§ **Problem statement**
Every line between the one containing "Each point like <point>1157,491</point>." and the last line of the data, both included, is to be set down exactly, and pictures are to be omitted.

Dataset entries
+===+

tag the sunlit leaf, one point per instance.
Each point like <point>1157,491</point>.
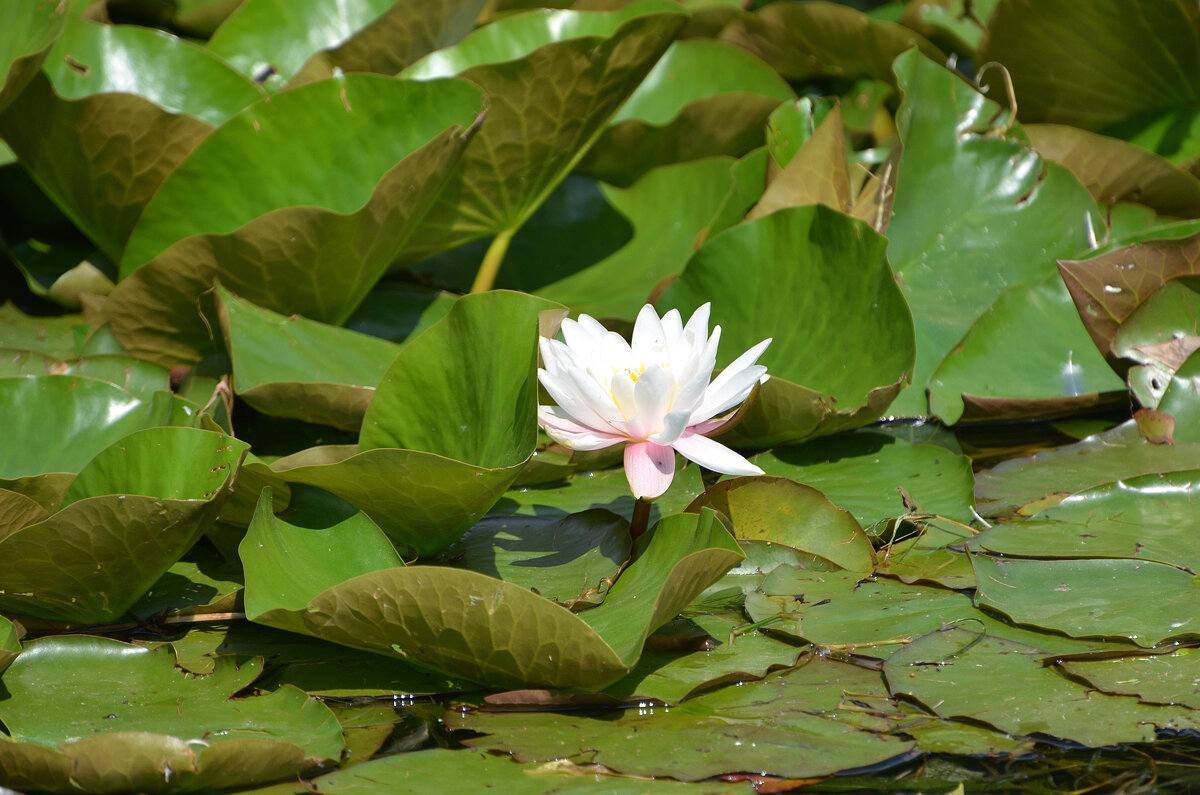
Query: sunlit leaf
<point>765,275</point>
<point>119,717</point>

+===+

§ **Response below**
Each point like <point>1157,491</point>.
Query: sunlit leaf
<point>765,275</point>
<point>119,717</point>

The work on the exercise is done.